> _PROBLEM TO SOLVE_:
Can you write out every line of the records below again, requests included, but with 95 added to each x and y value of the point coordinates in the answers? Leave the pictures out.

──────── EXERCISE MATERIALS ────────

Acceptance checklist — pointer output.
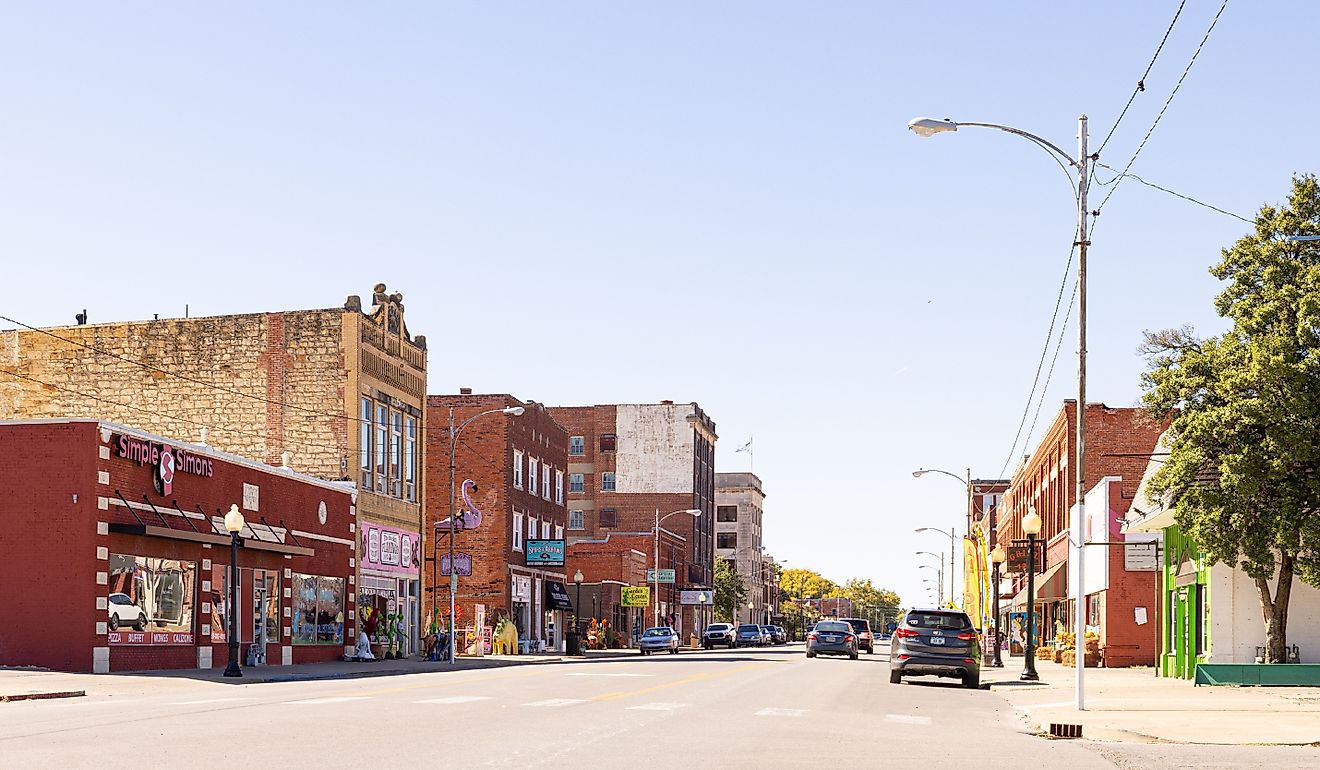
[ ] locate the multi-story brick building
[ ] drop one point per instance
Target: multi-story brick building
(739, 510)
(519, 464)
(628, 462)
(1118, 447)
(342, 390)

────────

> _EXERCISE RESULT_:
Acceptance checklist — pointer output.
[ ] locate the multi-story brick building
[ ] drop one point per instance
Target: multi-story brick building
(834, 605)
(614, 559)
(723, 557)
(1213, 542)
(437, 485)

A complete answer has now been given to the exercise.